▶ [TASK OBJECTIVE] Rewrite the residency farewell passage, starting at "And even though" and ending at "who asks them.", and substitute "proficiency" for "competence".

▶ [SOURCE TEXT]
- - -

Last Friday I said goodbye to my patients, handed over my pager, and left Our Lady Of An Undisclosed Location for the last time.
I was hoping for a moment for quiet reflection, but I made it about halfway to the door before being accosted by an incoming intern who couldn’t figure out how to use the medical record system. I helped her, because I’d definitely been there before. I was looking back over my blog archives from four years ago, when I started all of this, and I’d written:
If you’re entering medical residency and want to prepare, practice this phrase: “I don’t know the answer to that question, but I’ll page my senior resident and he will get back to you.” I keep getting paged by nurses with questions like “Your patient in room 315 has critically low potassium, please advise.” And I went through medical school and I know stuff about low potassium and I have clever ideas for what to do and probably in over 80% of cases those ideas would not kill the patient. But “over 80%” isn’t enough, so each time I have to find my senior, who’s really busy and hates getting paged just like everyone else, and ask him a stupid question I already know the answer to.
And even though it seemed kind of unlikely at the time, that thing which happens to the people in all of those medical shows like Scrubs happened to me. I survived intern year. I developed some vague foggy idea what I was doing. At some point I crossed the border into competence. I started becoming one of the people who answers the clueless questions instead of one of the people who asks them.

- - -

▶ [PROVIDED INFORMATION]
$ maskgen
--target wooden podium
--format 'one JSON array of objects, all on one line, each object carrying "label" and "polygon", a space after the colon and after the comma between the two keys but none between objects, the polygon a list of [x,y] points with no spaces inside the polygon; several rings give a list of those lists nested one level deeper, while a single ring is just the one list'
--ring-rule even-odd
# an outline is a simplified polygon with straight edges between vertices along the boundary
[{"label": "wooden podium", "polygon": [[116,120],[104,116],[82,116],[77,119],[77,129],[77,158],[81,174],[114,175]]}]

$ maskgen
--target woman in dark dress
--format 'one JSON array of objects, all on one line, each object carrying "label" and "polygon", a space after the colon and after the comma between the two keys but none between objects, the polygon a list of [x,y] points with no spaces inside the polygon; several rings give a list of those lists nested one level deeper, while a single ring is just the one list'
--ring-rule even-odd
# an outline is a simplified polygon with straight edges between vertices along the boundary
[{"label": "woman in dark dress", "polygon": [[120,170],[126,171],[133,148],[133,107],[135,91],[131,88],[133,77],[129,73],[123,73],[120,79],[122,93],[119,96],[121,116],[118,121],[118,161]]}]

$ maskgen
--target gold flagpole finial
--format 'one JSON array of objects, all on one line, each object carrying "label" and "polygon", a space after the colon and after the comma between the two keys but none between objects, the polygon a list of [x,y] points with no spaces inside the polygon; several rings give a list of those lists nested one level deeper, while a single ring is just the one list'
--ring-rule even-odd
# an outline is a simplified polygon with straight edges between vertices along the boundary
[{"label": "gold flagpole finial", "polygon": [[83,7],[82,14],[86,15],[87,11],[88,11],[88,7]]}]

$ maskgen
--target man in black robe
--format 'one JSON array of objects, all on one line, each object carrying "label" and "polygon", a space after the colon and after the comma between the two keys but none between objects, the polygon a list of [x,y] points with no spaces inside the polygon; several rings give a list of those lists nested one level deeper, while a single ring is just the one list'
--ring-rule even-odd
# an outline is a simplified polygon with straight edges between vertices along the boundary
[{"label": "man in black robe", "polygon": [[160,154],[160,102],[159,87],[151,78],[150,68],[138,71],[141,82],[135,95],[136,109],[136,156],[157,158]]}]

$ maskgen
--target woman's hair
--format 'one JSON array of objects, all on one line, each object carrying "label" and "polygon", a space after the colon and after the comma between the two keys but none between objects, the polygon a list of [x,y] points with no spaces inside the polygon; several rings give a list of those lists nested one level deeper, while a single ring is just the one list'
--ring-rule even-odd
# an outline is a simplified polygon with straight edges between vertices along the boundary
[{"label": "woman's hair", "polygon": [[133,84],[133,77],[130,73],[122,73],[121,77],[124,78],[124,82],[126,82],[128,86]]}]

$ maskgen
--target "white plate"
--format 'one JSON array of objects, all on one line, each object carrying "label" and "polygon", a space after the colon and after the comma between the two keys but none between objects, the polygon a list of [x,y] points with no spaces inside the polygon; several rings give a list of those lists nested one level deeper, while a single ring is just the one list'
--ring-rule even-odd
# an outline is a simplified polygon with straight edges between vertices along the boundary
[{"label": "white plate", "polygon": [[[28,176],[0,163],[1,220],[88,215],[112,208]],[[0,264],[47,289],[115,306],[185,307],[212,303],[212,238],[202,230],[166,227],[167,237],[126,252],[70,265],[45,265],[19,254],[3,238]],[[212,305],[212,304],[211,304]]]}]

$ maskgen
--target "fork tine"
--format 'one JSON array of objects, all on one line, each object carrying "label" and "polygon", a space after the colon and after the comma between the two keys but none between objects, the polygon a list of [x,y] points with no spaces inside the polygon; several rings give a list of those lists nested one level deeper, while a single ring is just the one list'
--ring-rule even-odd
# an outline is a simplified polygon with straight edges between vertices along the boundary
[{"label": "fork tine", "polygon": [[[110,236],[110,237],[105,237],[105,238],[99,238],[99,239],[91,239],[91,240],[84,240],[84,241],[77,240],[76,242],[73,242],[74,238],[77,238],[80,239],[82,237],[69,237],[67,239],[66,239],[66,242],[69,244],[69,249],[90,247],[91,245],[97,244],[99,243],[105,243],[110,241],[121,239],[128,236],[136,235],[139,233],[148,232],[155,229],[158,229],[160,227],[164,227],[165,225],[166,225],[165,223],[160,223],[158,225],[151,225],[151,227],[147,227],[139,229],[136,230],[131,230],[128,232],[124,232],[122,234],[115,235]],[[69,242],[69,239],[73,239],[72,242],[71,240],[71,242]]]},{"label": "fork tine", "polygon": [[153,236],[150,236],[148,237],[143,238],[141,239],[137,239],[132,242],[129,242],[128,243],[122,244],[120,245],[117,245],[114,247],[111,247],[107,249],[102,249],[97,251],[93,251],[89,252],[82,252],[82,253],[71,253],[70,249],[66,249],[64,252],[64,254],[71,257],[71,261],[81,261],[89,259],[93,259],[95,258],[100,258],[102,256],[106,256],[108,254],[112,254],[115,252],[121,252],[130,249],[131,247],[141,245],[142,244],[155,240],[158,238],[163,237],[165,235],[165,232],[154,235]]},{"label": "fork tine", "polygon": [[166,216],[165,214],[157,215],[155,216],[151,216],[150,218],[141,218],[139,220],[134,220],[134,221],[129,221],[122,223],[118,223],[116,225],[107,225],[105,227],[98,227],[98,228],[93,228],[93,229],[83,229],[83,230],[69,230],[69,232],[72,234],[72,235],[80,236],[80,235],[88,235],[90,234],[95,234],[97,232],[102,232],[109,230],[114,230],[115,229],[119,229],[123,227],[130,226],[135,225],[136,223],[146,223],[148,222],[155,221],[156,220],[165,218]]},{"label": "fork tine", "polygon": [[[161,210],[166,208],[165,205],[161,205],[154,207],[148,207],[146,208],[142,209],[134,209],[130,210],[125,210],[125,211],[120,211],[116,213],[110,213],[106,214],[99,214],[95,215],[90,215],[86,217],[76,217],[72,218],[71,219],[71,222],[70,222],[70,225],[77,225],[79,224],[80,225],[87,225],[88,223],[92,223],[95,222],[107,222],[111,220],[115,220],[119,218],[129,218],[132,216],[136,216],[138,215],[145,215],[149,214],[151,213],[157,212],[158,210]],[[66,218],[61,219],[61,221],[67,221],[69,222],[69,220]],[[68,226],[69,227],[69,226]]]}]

- - -

▶ [WRITTEN SOLUTION]
And even though it seemed kind of unlikely at the time, that thing which happens to the people in all of those medical shows like Scrubs happened to me. I survived intern year. I developed some vague foggy idea what I was doing. At some point I crossed the border into proficiency. I started becoming one of the people who answers the clueless questions instead of one of the people who asks them.